> _EXTRACT PROVIDED_

==========

Re: Allowing for naive/simple p:http-request from Alex Milowski on 2007-07-06 (public-xml-processing-model-wg@w3.org from July 2007)

From: Alex Milowski <alex@milowski.org>
Date: Fri, 6 Jul 2007 07:25:49 -0700
To: public-xml-processing-model-wg@w3.org
Message-ID: <28d56ece0707060725j17fbd3bob0390807d67abab9@mail.gmail.com>
On 7/6/07, Norman Walsh <ndw@nwalsh.com> wrote:
> / Innovimax SARL <innovimax@gmail.com> was heard to say:
> | I think Murray is right in many sense
> |
> | 1) we need to be consistent on the use of "load-like" component
>
> I think our consistent story should be "use XML". There are, at the
> moment, only two places where it seems to me that we might want to
> make special rules for supporting HTML content: in http-request
> (because the pipeline author has essentially no control over what
> comes back) and in unescape-markup (because it's broken by design).
>
> If we can't draw a relatively small, clear boundary around the areas
> where we're going to provide special support, then I'll probably feel
> better if we don't do anything at all.
>
> | 2)...but we need to take care, that the user should be able to know
> | that the input was "changed" to be processed
>
> I don't really understand this concern. We're only making the changes
> that the user requests. If they don't request any, we won't make any.

==========

> _DATASET ENTRIES_
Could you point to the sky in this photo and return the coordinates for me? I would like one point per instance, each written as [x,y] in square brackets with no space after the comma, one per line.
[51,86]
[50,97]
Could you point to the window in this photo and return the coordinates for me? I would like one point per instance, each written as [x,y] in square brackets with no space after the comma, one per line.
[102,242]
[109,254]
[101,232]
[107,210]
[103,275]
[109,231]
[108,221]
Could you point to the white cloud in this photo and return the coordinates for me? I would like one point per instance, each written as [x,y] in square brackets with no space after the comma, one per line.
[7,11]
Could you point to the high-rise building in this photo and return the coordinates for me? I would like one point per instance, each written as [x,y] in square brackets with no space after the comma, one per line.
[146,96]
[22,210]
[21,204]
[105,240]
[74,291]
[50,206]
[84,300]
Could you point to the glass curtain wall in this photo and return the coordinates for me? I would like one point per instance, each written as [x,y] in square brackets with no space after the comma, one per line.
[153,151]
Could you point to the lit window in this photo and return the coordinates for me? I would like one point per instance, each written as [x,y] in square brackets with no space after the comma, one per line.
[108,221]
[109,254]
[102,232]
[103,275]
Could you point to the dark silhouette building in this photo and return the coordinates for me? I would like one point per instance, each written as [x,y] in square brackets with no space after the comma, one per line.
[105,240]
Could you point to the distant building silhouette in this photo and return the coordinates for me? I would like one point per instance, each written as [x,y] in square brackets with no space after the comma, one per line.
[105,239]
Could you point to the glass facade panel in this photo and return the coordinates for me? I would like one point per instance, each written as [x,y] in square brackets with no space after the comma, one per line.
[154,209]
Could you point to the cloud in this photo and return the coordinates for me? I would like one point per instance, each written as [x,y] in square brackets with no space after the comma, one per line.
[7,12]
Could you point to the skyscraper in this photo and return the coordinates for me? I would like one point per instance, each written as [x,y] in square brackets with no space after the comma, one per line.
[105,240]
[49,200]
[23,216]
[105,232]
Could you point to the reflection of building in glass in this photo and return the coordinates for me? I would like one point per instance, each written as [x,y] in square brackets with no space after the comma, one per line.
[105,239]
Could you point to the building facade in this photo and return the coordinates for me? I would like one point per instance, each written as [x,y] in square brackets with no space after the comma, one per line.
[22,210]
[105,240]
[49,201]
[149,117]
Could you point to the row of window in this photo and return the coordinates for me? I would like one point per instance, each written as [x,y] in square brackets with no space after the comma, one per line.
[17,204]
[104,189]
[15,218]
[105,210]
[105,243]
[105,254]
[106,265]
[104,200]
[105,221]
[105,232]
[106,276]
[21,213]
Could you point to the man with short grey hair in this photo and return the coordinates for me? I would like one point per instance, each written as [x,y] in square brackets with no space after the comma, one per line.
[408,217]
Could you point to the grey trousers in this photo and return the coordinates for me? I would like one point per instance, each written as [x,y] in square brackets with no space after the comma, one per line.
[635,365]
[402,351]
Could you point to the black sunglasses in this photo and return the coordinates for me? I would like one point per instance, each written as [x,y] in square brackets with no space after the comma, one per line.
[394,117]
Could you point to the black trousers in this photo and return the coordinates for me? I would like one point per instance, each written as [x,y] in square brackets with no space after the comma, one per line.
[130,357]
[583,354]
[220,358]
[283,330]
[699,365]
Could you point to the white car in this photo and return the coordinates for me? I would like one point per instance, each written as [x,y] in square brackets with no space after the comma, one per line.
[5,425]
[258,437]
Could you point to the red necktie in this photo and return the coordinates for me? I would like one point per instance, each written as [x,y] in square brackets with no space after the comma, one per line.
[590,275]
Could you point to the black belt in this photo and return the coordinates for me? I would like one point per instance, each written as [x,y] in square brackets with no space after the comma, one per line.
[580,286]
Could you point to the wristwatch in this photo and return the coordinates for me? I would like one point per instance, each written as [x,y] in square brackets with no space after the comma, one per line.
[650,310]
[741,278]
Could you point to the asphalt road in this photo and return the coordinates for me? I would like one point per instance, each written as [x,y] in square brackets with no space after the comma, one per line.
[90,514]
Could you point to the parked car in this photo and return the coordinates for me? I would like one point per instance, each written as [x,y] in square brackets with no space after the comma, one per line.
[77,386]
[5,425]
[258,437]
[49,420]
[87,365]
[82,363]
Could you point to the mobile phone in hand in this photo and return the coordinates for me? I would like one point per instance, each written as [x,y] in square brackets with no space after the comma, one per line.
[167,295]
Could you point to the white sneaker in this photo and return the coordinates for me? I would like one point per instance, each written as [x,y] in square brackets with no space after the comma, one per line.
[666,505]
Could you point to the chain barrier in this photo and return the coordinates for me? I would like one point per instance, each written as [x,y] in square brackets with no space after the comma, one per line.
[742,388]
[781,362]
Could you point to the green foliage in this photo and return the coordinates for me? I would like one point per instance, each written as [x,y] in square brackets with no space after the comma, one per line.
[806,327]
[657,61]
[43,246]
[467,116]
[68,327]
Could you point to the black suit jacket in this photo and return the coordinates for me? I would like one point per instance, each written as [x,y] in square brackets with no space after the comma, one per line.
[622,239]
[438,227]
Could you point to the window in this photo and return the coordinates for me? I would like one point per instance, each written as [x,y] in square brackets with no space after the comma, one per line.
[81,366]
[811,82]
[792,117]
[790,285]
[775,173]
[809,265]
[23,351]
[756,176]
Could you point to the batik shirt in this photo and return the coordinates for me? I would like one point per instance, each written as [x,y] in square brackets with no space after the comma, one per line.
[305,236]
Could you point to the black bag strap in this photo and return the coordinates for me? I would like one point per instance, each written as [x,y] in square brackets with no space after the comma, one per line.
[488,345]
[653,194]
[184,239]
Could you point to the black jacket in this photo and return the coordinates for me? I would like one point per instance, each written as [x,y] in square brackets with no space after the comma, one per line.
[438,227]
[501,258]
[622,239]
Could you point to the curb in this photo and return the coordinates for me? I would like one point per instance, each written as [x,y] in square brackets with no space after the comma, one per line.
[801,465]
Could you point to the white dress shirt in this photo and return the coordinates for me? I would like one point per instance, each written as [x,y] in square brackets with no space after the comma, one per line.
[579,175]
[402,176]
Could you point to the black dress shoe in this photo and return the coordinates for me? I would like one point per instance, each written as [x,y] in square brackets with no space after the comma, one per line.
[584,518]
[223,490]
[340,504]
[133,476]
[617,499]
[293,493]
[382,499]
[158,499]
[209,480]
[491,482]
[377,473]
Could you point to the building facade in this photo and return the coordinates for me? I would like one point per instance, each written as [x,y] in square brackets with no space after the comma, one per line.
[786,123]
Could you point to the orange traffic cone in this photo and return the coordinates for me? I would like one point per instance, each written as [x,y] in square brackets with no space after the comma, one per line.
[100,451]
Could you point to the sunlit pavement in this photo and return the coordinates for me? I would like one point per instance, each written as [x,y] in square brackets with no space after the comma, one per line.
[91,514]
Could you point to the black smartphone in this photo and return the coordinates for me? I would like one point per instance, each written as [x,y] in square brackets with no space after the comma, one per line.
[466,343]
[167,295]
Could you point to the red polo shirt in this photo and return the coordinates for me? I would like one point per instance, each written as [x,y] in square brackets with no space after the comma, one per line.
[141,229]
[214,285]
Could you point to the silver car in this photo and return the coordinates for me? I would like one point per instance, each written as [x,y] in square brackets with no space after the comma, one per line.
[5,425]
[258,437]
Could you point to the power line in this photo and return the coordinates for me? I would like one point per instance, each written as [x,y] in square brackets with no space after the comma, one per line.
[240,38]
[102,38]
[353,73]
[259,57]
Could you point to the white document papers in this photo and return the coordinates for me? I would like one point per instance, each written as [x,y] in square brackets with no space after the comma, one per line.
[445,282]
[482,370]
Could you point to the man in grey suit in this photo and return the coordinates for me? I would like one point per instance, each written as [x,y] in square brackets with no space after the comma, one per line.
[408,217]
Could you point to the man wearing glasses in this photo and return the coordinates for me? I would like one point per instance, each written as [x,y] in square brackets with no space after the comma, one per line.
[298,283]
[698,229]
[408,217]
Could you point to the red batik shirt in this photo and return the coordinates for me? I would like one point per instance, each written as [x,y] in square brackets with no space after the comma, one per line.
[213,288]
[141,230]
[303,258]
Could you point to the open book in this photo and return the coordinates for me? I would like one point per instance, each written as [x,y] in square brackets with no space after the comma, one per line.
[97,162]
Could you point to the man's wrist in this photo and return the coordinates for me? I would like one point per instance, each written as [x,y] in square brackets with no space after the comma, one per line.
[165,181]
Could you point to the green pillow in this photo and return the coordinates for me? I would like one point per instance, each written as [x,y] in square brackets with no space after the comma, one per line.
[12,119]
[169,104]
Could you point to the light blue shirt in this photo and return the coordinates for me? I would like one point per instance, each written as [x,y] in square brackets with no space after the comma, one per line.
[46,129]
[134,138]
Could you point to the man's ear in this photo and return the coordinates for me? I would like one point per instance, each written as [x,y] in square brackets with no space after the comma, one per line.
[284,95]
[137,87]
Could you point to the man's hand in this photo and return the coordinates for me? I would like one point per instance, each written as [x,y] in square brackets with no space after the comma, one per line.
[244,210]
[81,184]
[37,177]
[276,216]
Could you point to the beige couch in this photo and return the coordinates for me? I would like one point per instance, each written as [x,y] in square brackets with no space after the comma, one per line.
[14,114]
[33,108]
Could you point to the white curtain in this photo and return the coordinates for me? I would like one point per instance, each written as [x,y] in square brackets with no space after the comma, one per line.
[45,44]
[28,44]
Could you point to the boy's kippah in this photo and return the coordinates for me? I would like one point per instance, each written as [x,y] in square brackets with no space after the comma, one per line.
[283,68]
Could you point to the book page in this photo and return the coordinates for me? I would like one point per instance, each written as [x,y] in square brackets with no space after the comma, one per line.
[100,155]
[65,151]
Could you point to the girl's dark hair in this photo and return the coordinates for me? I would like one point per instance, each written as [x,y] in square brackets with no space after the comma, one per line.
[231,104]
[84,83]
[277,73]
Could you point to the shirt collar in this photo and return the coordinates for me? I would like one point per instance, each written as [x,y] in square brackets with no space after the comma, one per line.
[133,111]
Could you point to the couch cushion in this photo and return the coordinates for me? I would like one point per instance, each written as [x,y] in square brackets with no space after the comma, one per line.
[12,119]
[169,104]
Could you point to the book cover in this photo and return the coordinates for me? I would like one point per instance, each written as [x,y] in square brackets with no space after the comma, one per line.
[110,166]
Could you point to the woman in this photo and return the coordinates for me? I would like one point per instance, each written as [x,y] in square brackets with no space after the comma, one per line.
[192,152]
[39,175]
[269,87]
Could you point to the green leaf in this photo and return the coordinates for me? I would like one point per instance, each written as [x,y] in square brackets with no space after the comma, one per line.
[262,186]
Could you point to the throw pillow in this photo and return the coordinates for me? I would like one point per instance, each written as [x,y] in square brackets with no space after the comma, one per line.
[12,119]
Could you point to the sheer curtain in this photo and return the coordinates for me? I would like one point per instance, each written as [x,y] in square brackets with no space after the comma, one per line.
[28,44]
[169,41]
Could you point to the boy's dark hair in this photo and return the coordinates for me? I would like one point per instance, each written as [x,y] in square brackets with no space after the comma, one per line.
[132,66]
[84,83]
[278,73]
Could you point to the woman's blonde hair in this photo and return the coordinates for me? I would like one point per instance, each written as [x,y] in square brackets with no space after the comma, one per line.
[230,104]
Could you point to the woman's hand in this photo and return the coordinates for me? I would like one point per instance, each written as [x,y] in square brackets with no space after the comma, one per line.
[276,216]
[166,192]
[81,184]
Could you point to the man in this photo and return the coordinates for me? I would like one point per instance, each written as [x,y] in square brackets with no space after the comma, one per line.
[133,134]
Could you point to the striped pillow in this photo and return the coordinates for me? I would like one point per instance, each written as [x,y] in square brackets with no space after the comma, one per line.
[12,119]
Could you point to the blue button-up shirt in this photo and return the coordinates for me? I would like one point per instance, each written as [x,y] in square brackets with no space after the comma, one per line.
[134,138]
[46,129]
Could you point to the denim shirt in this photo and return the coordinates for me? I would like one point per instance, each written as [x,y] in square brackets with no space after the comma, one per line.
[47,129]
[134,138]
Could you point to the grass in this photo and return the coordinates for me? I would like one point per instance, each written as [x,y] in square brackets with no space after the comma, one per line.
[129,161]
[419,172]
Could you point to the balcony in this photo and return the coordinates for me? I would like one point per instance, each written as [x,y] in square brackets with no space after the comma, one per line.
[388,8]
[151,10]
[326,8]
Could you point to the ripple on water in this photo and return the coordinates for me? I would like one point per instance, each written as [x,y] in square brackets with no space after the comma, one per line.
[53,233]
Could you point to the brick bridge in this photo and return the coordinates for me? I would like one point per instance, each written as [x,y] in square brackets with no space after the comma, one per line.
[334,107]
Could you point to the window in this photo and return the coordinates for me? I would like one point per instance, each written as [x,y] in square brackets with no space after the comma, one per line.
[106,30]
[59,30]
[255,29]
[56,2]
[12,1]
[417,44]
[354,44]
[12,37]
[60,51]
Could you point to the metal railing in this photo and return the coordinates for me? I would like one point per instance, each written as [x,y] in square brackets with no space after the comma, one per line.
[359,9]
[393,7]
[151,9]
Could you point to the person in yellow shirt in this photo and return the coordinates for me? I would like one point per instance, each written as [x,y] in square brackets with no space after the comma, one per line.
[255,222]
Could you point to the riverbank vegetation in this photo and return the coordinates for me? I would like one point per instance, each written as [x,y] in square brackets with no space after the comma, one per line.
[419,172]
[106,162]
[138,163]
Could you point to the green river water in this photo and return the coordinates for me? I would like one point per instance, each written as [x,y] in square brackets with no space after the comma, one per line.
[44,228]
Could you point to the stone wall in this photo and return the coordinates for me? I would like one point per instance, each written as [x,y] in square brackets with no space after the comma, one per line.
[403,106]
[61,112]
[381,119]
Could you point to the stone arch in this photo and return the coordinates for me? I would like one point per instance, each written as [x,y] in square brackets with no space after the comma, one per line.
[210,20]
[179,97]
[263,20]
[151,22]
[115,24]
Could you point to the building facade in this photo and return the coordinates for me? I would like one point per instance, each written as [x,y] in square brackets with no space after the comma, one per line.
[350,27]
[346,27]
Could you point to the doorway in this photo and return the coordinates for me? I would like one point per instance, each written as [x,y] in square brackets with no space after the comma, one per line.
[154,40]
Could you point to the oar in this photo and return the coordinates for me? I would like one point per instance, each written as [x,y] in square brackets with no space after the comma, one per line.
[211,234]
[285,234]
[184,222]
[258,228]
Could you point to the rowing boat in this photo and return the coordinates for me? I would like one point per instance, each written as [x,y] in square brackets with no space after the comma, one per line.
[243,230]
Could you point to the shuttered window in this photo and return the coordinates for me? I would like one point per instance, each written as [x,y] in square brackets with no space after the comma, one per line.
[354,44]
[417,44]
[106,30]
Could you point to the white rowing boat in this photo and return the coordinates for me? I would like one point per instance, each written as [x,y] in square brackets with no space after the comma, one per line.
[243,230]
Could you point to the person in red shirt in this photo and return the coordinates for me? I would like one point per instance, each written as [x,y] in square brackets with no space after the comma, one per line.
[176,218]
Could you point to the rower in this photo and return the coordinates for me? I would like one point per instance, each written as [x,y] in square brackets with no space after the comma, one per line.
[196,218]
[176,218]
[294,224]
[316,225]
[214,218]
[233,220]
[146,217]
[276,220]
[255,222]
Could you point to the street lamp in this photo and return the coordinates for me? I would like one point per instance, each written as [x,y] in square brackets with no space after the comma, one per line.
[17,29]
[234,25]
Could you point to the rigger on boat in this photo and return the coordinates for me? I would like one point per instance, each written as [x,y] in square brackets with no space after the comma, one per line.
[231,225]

==========

> _EXERCISE BRIEF_
Continue the mailing-list message about special HTML handling in p:http-request from the point where it stops.

> _EXERCISE RESPONSE_
>
> 1. User runs unescape markup without asking for special support.
>    a. The escaped markup is WF XML, life is good
>    b. The escaped markup is not WF XML, step fails
>
> 2. User runs unescape markup and *asks for* special support.
>    a. The escaped markup is WF XML, life is good
>    b. The escaped markup is not WF XML, step fixes it so it's WF XML
>
> Likewise,
>
> 3. User runs http-request without asking for special support.
>    a. What comes back is WF XML, life is good
>    b. What comes back is not WF XML, step fails
>
> 4. User runs http-request and *asks for* special support.
>    a. What comes back is WF XML, life is good
>    b. What comes back is not WF XML, step fixes it so it's WF XML

I had imagined that:

   * http-request doesn't have special support for non-XML media types.
   * http-request already supports returning non-XML media types.  If the
     content type is not a text media type, you get base64 encoded content
   * you then need to run unescape-markup on the c:body element returned
     by http-request.

Given that any "application/.." media type will be encoded as base64, we
probably need to add a "encoding" option to unescape-markup so that
we can decode base64 content.   We'll also need a charset parameter as
well as support for the charset parameter on content type.

So, if you had "application/stuff; charset=utf-8" returned and you wanted to
parse that as HTML, you could do:

<p:unescape-markup>
   <p:option name="charset" value="utf-8"/>
   <p:option name="encoding" value="base64"/>
   <p:option name="content-type" value="text/html"/>
</p:unescape-markup>

Similarly, you could pull the charset from the content-type returned by
the http-request in that http-request will return something like:

<c:http-request status="200">
<c:body content-type="application/stuff; charset=utf-8">
...
</c:body>
</c:http-request>

and so you'd do:

<p:unescape-markup>
   <p:option name="charset"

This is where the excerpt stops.